# EXTRACTED MATERIAL start

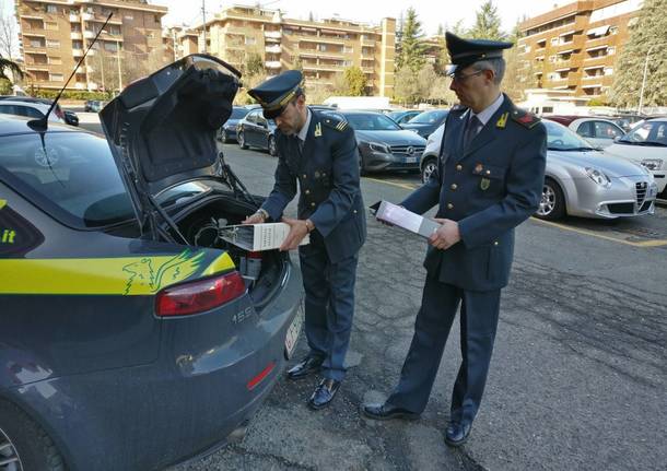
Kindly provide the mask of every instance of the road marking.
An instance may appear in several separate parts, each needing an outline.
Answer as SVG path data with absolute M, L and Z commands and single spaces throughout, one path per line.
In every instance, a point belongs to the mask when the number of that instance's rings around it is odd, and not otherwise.
M 419 186 L 412 186 L 412 185 L 405 185 L 405 184 L 397 184 L 396 181 L 387 181 L 387 180 L 381 180 L 378 178 L 370 178 L 370 177 L 362 177 L 364 180 L 371 180 L 371 181 L 377 181 L 378 184 L 385 184 L 385 185 L 393 185 L 395 187 L 399 187 L 399 188 L 405 188 L 408 190 L 416 190 L 417 188 L 419 188 Z
M 624 239 L 620 239 L 617 237 L 611 237 L 611 236 L 606 236 L 602 234 L 597 234 L 593 231 L 587 231 L 587 229 L 581 229 L 577 227 L 570 227 L 566 226 L 564 224 L 559 224 L 559 223 L 554 223 L 551 221 L 543 221 L 540 219 L 537 219 L 535 216 L 530 217 L 531 221 L 538 222 L 540 224 L 543 225 L 548 225 L 548 226 L 552 226 L 552 227 L 558 227 L 561 228 L 563 231 L 570 231 L 573 233 L 577 233 L 577 234 L 583 234 L 583 235 L 587 235 L 587 236 L 592 236 L 592 237 L 597 237 L 597 238 L 601 238 L 605 240 L 610 240 L 610 242 L 615 242 L 615 243 L 619 243 L 619 244 L 625 244 L 625 245 L 630 245 L 633 247 L 663 247 L 663 246 L 667 246 L 667 239 L 653 239 L 653 240 L 643 240 L 643 242 L 631 242 L 631 240 L 624 240 Z

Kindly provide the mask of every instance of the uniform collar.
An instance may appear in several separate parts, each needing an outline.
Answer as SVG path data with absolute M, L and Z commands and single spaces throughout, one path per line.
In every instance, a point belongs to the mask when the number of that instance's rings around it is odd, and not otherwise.
M 303 128 L 296 134 L 296 137 L 301 140 L 301 142 L 306 142 L 306 136 L 308 136 L 308 128 L 311 127 L 311 118 L 313 114 L 311 113 L 311 108 L 306 107 L 306 122 L 303 123 Z
M 470 109 L 470 115 L 468 116 L 468 118 L 472 118 L 473 116 L 477 116 L 477 119 L 479 119 L 482 123 L 482 126 L 487 126 L 487 122 L 489 122 L 489 119 L 491 119 L 491 117 L 495 114 L 495 111 L 498 111 L 500 109 L 500 107 L 503 105 L 505 97 L 504 95 L 501 93 L 500 96 L 495 99 L 495 102 L 493 102 L 491 105 L 489 105 L 487 108 L 484 108 L 482 111 L 478 113 L 477 115 L 475 113 L 472 113 L 472 109 Z

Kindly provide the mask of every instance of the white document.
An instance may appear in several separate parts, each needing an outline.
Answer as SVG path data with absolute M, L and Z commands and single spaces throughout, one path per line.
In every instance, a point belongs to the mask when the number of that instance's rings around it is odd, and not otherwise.
M 290 234 L 285 223 L 239 224 L 220 228 L 220 237 L 237 247 L 249 251 L 272 250 L 279 248 Z M 306 234 L 300 245 L 309 244 Z

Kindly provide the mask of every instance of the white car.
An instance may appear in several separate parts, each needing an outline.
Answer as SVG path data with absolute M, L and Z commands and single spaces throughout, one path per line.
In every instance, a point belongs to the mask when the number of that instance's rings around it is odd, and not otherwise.
M 650 169 L 659 198 L 667 198 L 667 117 L 640 122 L 605 151 Z
M 46 105 L 43 103 L 30 103 L 30 102 L 14 102 L 11 99 L 2 99 L 0 101 L 0 113 L 3 115 L 16 115 L 24 116 L 27 118 L 39 119 L 44 118 L 46 113 L 48 111 L 50 105 Z M 54 109 L 50 115 L 48 115 L 48 120 L 54 122 L 65 122 L 56 115 L 56 110 Z

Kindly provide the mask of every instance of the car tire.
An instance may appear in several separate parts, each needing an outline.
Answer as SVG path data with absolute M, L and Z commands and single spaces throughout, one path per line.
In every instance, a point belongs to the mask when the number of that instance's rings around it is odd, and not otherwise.
M 238 131 L 236 134 L 236 142 L 238 142 L 238 146 L 241 149 L 248 149 L 248 144 L 246 144 L 246 136 L 243 131 Z
M 431 178 L 431 174 L 437 168 L 437 158 L 429 157 L 421 166 L 421 181 L 425 184 Z
M 562 219 L 565 213 L 563 190 L 552 178 L 545 178 L 542 199 L 535 216 L 545 221 L 557 221 Z
M 276 138 L 272 136 L 269 136 L 269 142 L 267 144 L 268 151 L 269 151 L 269 155 L 271 157 L 274 157 L 278 155 L 278 148 L 276 146 Z
M 9 447 L 2 447 L 8 445 Z M 16 458 L 19 471 L 65 471 L 54 440 L 11 402 L 0 400 L 0 461 Z

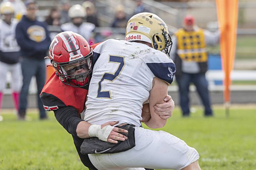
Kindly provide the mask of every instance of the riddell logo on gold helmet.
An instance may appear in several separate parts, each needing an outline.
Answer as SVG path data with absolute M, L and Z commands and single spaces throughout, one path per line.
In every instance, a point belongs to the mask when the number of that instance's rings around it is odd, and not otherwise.
M 136 35 L 132 35 L 125 37 L 125 41 L 129 41 L 131 39 L 141 39 L 140 35 L 139 34 Z

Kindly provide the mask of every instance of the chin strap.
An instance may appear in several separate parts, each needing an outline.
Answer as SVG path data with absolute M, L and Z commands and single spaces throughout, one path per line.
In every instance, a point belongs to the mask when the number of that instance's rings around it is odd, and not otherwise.
M 157 50 L 157 48 L 158 48 L 158 45 L 157 45 L 157 43 L 156 43 L 156 41 L 155 40 L 155 37 L 156 36 L 156 35 L 158 34 L 158 33 L 154 34 L 153 36 L 153 38 L 152 38 L 152 40 L 153 41 L 153 46 L 154 46 L 154 48 L 156 50 Z

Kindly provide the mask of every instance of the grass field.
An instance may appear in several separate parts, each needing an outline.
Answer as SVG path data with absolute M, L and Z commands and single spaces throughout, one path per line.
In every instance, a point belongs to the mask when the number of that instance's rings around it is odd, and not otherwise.
M 196 108 L 191 117 L 182 118 L 176 109 L 162 130 L 196 148 L 202 170 L 256 169 L 256 107 L 232 108 L 228 118 L 223 108 L 214 111 L 214 117 L 206 118 Z M 10 111 L 2 111 L 0 169 L 87 169 L 53 113 L 49 120 L 39 121 L 30 112 L 32 121 L 22 122 Z
M 256 59 L 256 52 L 253 45 L 255 43 L 255 35 L 238 36 L 236 50 L 236 60 Z M 220 53 L 219 45 L 208 47 L 210 53 Z

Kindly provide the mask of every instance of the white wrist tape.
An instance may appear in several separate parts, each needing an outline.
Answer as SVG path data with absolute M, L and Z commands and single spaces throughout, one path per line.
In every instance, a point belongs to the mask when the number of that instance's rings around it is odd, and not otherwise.
M 97 137 L 100 140 L 107 142 L 108 137 L 114 127 L 107 125 L 101 128 L 101 125 L 92 124 L 89 127 L 88 133 L 91 137 Z

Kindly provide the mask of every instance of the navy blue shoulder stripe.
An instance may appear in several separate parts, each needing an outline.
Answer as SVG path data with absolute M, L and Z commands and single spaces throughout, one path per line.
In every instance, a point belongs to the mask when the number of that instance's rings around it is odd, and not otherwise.
M 148 67 L 157 77 L 171 84 L 176 71 L 173 63 L 147 63 Z
M 95 52 L 93 52 L 93 57 L 92 58 L 92 65 L 94 65 L 95 64 L 96 61 L 97 61 L 100 56 L 100 54 L 98 53 Z

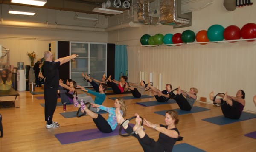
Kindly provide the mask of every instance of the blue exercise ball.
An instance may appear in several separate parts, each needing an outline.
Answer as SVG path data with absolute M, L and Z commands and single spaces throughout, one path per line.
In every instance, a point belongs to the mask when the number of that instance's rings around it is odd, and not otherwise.
M 173 34 L 170 33 L 165 34 L 163 37 L 163 43 L 164 44 L 173 44 L 172 40 L 173 36 Z
M 211 26 L 207 31 L 207 37 L 210 41 L 222 41 L 224 39 L 223 32 L 225 28 L 218 24 Z

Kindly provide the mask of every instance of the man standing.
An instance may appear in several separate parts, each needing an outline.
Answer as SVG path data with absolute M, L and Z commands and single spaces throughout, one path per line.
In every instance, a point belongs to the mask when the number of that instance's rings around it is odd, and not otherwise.
M 78 56 L 72 54 L 58 59 L 52 61 L 52 53 L 47 51 L 44 52 L 44 56 L 45 59 L 44 65 L 45 76 L 45 84 L 44 88 L 44 116 L 47 128 L 57 128 L 59 127 L 58 122 L 52 121 L 52 116 L 57 105 L 57 90 L 58 88 L 59 76 L 58 68 L 62 64 L 71 59 L 73 60 Z

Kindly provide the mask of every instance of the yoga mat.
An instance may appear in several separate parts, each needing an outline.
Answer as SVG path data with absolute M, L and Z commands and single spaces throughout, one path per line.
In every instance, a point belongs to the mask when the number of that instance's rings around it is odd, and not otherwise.
M 106 95 L 112 95 L 128 94 L 128 93 L 131 93 L 131 91 L 127 91 L 127 92 L 123 92 L 122 93 L 121 93 L 121 94 L 116 94 L 116 93 L 113 92 L 113 93 L 105 93 L 105 94 Z
M 32 92 L 32 91 L 30 91 L 30 93 L 32 94 L 32 95 L 37 95 L 37 94 L 44 94 L 44 91 L 42 92 Z
M 116 100 L 116 98 L 122 98 L 124 100 L 129 100 L 129 99 L 142 99 L 142 98 L 152 98 L 152 97 L 154 97 L 153 96 L 149 96 L 149 95 L 141 95 L 141 96 L 140 97 L 140 98 L 135 98 L 134 96 L 123 96 L 123 97 L 111 97 L 111 98 L 109 98 L 111 99 L 115 100 Z
M 250 137 L 254 139 L 256 139 L 256 131 L 247 133 L 247 134 L 244 135 L 248 137 Z
M 206 152 L 186 143 L 174 145 L 172 152 Z
M 203 119 L 202 120 L 204 121 L 207 121 L 219 125 L 223 125 L 224 124 L 239 122 L 255 118 L 256 118 L 256 115 L 245 112 L 242 112 L 241 116 L 239 119 L 230 119 L 229 118 L 225 117 L 224 115 L 221 115 L 215 117 Z
M 170 99 L 168 101 L 166 102 L 157 102 L 156 101 L 146 101 L 146 102 L 136 102 L 136 104 L 140 104 L 142 106 L 148 107 L 152 106 L 157 106 L 159 105 L 169 104 L 174 104 L 175 103 L 176 101 L 173 99 Z
M 70 112 L 66 112 L 64 113 L 60 113 L 60 114 L 62 116 L 64 117 L 64 118 L 70 118 L 76 117 L 76 113 L 77 112 L 77 111 L 70 111 Z M 104 113 L 108 113 L 108 112 L 107 112 L 104 110 L 100 110 L 98 113 L 97 113 L 97 114 L 104 114 Z M 82 115 L 82 116 L 86 116 L 86 115 Z
M 130 125 L 131 126 L 134 126 L 133 124 Z M 118 135 L 119 128 L 120 126 L 118 125 L 116 129 L 111 133 L 103 133 L 98 129 L 93 129 L 55 134 L 55 137 L 62 144 L 70 144 Z M 126 133 L 123 129 L 121 133 Z
M 44 105 L 44 103 L 41 103 L 40 104 L 41 106 L 42 106 L 42 107 L 44 107 L 45 105 Z M 70 104 L 73 104 L 73 103 L 69 103 L 68 104 L 67 104 L 66 105 L 70 105 Z M 62 103 L 61 102 L 57 102 L 57 106 L 62 106 L 62 105 L 63 105 L 63 104 L 62 104 Z
M 182 115 L 186 114 L 188 114 L 188 113 L 198 113 L 198 112 L 201 112 L 202 111 L 204 111 L 210 110 L 209 109 L 203 108 L 201 107 L 197 107 L 197 106 L 193 107 L 192 107 L 192 109 L 191 109 L 191 111 L 183 110 L 181 110 L 180 109 L 173 109 L 173 110 L 177 111 L 178 113 L 178 115 Z M 160 115 L 165 116 L 165 112 L 167 110 L 156 111 L 154 113 L 157 113 L 158 114 L 159 114 Z

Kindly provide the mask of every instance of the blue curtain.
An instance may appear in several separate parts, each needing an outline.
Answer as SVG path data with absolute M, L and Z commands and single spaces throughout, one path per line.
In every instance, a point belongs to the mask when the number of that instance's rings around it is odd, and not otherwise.
M 126 45 L 116 45 L 115 51 L 115 79 L 119 81 L 121 75 L 126 76 L 128 71 Z

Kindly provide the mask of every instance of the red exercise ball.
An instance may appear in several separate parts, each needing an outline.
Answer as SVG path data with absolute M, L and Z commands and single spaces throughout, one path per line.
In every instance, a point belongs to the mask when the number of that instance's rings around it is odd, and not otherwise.
M 196 34 L 195 36 L 195 39 L 197 42 L 209 42 L 210 40 L 207 37 L 207 31 L 206 30 L 201 30 Z M 205 43 L 200 43 L 201 45 L 207 44 Z
M 256 24 L 250 23 L 243 26 L 241 31 L 241 37 L 244 39 L 256 38 Z M 247 41 L 253 41 L 253 40 Z
M 223 36 L 225 40 L 239 39 L 241 37 L 240 28 L 235 25 L 230 25 L 225 28 L 223 32 Z M 236 41 L 229 42 L 231 43 Z
M 172 42 L 173 44 L 175 43 L 182 43 L 182 40 L 181 39 L 181 34 L 180 33 L 175 33 L 173 35 L 172 38 Z M 175 45 L 177 46 L 180 46 L 181 45 Z

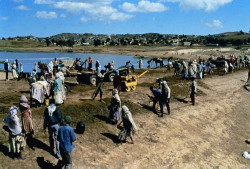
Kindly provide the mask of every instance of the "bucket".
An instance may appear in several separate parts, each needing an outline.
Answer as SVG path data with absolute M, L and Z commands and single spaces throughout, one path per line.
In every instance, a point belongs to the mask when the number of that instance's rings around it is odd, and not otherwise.
M 46 105 L 46 106 L 49 105 L 49 99 L 45 99 L 45 105 Z
M 85 131 L 85 124 L 83 122 L 78 122 L 76 125 L 76 133 L 83 134 Z

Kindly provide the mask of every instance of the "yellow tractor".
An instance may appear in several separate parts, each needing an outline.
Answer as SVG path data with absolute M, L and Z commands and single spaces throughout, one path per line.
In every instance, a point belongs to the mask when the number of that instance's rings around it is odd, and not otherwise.
M 127 76 L 121 76 L 121 89 L 122 91 L 130 91 L 130 90 L 135 90 L 136 86 L 138 84 L 137 78 L 143 76 L 149 72 L 148 70 L 144 71 L 142 74 L 139 76 L 136 75 L 127 75 Z

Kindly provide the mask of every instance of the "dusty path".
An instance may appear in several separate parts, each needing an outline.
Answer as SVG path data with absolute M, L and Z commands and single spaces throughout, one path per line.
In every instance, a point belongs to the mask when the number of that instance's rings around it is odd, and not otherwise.
M 241 72 L 204 79 L 208 87 L 199 89 L 207 96 L 198 97 L 196 106 L 176 102 L 171 104 L 170 116 L 159 118 L 151 112 L 136 116 L 140 131 L 134 145 L 116 145 L 102 135 L 94 142 L 77 142 L 75 167 L 250 167 L 241 156 L 250 149 L 244 142 L 250 134 L 250 93 L 241 81 L 245 78 L 246 72 Z M 96 132 L 117 134 L 118 130 L 107 124 Z
M 119 130 L 102 120 L 98 122 L 101 128 L 87 126 L 84 135 L 77 135 L 74 168 L 249 168 L 250 162 L 241 156 L 250 150 L 244 142 L 250 135 L 250 92 L 242 81 L 246 77 L 247 72 L 240 71 L 205 78 L 198 88 L 206 95 L 197 97 L 196 106 L 175 101 L 172 114 L 163 118 L 143 109 L 144 113 L 134 116 L 139 127 L 135 144 L 116 144 Z M 141 80 L 150 78 L 155 79 L 145 76 Z M 28 89 L 13 81 L 0 85 L 1 91 Z M 124 93 L 121 98 L 148 104 L 147 92 L 148 88 L 138 87 L 133 95 Z M 35 123 L 36 137 L 42 139 L 35 150 L 26 151 L 25 161 L 1 156 L 0 168 L 55 166 L 57 160 L 49 154 L 48 138 L 41 131 L 42 119 Z M 6 153 L 6 147 L 0 145 L 0 149 Z

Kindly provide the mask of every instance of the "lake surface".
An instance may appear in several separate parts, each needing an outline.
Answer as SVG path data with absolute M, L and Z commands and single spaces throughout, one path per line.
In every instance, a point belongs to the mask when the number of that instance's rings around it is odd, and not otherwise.
M 93 54 L 93 53 L 17 53 L 17 52 L 0 52 L 0 61 L 9 59 L 10 65 L 14 60 L 18 60 L 18 63 L 23 64 L 24 72 L 31 72 L 34 69 L 35 63 L 41 61 L 42 63 L 49 63 L 54 58 L 60 59 L 76 59 L 80 58 L 83 62 L 88 57 L 93 59 L 93 67 L 95 66 L 96 60 L 101 63 L 101 68 L 104 69 L 104 65 L 107 65 L 112 60 L 115 61 L 115 68 L 124 66 L 127 61 L 130 61 L 134 65 L 135 69 L 138 68 L 138 58 L 128 55 L 115 55 L 115 54 Z M 143 60 L 143 68 L 147 67 L 147 61 Z M 20 66 L 19 66 L 20 67 Z M 3 69 L 3 64 L 0 64 L 0 69 Z M 39 71 L 39 70 L 38 70 Z

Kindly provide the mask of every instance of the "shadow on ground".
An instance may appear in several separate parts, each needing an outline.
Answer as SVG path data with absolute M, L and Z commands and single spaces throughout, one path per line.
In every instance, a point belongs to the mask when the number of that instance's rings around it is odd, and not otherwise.
M 102 120 L 108 124 L 112 124 L 115 125 L 116 123 L 114 121 L 112 121 L 110 118 L 106 117 L 106 116 L 102 116 L 102 115 L 93 115 L 95 118 L 98 118 L 99 120 Z
M 111 134 L 111 133 L 101 133 L 103 136 L 111 139 L 113 143 L 120 143 L 121 141 L 119 140 L 117 135 Z

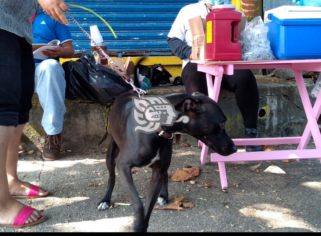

# EXTRACTED MATERIAL end

• STATED TASK
Please convert the records above, from the start of the records up to and including the line with "M 624 239 L", into a two-column CSV headed instruction and answer, one row per instruction with its answer. Put each value in a single quoted field with line breaks replaced by spaces, and leave the pictures out.

• OUTPUT OF THE TASK
instruction,answer
"Kindly provide the mask of every instance of the road marking. An instance may appear in several separate parts, each needing an outline. Answer as SVG path data with absolute M, L and Z commands and single spaces throughout, one path per line. In every instance, a point belongs to the mask when the number of that instance's rings around it is odd, and not otherwise.","M 419 186 L 412 186 L 412 185 L 405 185 L 405 184 L 397 184 L 396 181 L 387 181 L 387 180 L 381 180 L 378 178 L 370 178 L 370 177 L 362 177 L 364 180 L 371 180 L 371 181 L 377 181 L 378 184 L 385 184 L 385 185 L 393 185 L 395 187 L 399 187 L 399 188 L 405 188 L 408 190 L 416 190 L 417 188 L 419 188 Z M 624 239 L 620 239 L 617 237 L 611 237 L 611 236 L 606 236 L 602 234 L 597 234 L 593 231 L 587 231 L 587 229 L 581 229 L 577 227 L 570 227 L 566 226 L 564 224 L 559 224 L 559 223 L 554 223 L 551 221 L 543 221 L 540 219 L 537 219 L 535 216 L 530 217 L 531 221 L 538 222 L 540 224 L 543 225 L 548 225 L 548 226 L 552 226 L 552 227 L 558 227 L 561 228 L 563 231 L 570 231 L 573 233 L 577 233 L 577 234 L 583 234 L 583 235 L 587 235 L 587 236 L 592 236 L 592 237 L 597 237 L 597 238 L 601 238 L 605 240 L 610 240 L 610 242 L 615 242 L 615 243 L 619 243 L 619 244 L 625 244 L 625 245 L 630 245 L 633 247 L 663 247 L 663 246 L 667 246 L 667 239 L 653 239 L 653 240 L 643 240 L 643 242 L 631 242 L 631 240 L 624 240 Z"